### EXERCISE GOAL
Retype the lines of these records word for word, leaving out the pictures.

[START OF RECORDS PROVIDED]

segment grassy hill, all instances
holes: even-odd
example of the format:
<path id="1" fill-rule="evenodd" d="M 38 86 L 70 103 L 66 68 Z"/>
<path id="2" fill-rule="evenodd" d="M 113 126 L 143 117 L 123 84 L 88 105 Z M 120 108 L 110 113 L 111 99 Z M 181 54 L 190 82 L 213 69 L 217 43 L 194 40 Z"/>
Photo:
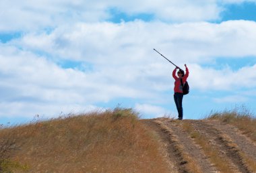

[END OF RECORDS PROVIDED]

### SOLUTION BELOW
segment grassy hill, all instances
holes: even-odd
example of the format:
<path id="1" fill-rule="evenodd" d="M 38 86 L 70 103 L 66 68 Z"/>
<path id="2" fill-rule="evenodd" d="M 113 126 L 143 117 L 123 84 L 88 105 Z M 120 108 L 110 113 L 111 99 Z M 181 54 L 190 82 L 213 69 L 217 43 L 194 40 Z"/>
Photo:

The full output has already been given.